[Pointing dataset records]
===============

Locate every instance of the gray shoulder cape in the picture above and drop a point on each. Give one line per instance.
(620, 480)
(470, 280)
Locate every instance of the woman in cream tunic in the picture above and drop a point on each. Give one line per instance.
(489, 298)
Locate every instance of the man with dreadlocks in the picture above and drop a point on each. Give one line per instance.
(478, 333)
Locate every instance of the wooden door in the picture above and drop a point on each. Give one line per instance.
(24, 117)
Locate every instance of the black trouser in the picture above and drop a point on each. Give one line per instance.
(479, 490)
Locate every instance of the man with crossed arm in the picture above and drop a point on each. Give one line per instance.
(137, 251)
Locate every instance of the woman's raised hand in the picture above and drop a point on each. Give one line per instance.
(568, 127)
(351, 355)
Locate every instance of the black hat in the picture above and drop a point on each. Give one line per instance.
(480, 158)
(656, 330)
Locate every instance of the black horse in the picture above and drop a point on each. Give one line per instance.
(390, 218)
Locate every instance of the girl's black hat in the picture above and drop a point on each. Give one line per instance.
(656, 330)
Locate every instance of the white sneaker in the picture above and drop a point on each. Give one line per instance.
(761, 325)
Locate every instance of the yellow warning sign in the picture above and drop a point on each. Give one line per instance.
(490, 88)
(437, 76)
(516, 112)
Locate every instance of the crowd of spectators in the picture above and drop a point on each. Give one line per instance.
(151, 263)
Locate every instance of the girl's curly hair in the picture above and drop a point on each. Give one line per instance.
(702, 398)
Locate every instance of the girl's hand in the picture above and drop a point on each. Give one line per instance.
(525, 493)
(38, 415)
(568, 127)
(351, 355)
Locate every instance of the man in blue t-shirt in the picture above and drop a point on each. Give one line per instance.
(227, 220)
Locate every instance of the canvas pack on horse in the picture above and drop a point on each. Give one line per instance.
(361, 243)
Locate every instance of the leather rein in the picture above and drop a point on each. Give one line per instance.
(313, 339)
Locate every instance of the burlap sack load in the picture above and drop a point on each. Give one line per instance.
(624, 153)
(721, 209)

===============

Every record should be repeated exactly; please leave none out.

◆ Answer for this exercise:
Locate every instance of the gray shoulder cape in the picture above and drop a point on each. Give one line per instance.
(620, 480)
(470, 280)
Locate every instance of the woman in cream tunic in the picture above and drop a point on each. Give one line per instance.
(489, 298)
Locate every instance of the man with dreadlocks in the picture above and drop a point on each. Give one line per instance.
(478, 333)
Locate every instance of the wooden door in the picture above and drop a point on each. Give one line per instance.
(24, 117)
Locate every instance of the black trouser in the picture above and drop a point on each. Give one line per instance.
(479, 490)
Locate every instance of the man with crossed arm in the picture above and drop a point on each. Give one line per instance.
(137, 251)
Locate every instance of the woman's raised hand in the picture above and drop a point on each. Give one line per instance.
(568, 127)
(351, 355)
Locate every instance of the black hat in the picture above and drop a point on each. Give one line per instance.
(480, 158)
(656, 330)
Locate every instance of the black horse in the picture above and drop a point on each. Give one line per instance.
(390, 218)
Locate every instance of the girl's black hat in the picture above and drop a point on each. Give one line per instance.
(656, 330)
Locate every instance of the white sneaker in the picture above and drop a point on each. Give one line per instance.
(761, 325)
Locate every instance of the yellow warning sign in the picture above and drop a point on each. Give one line per instance.
(490, 88)
(437, 76)
(516, 112)
Locate every instance of the crowd of spectators in the picture above and drop a point on each. Give one line per instance.
(151, 263)
Locate every instance of the girl's curly hair in the picture above and drop a point on each. Give one line per instance.
(702, 398)
Locate every instance of the girl's hand in the picture above and drop a point on each. Give one line per instance.
(525, 493)
(38, 415)
(568, 127)
(351, 355)
Locate every instance of the man in blue t-shirt in the picture above and drop a point on each. Give one line per instance.
(227, 220)
Locate every instance of the canvas pack on horse in the picture above and drop a point on each. Give one line per instance.
(361, 243)
Locate every instance of the leather rein in the picture above and drop a point on each. Give one line per instance.
(313, 339)
Locate every instance of the burlap sack load in the picture above and drop a point on each. Give one line per instance.
(624, 153)
(721, 209)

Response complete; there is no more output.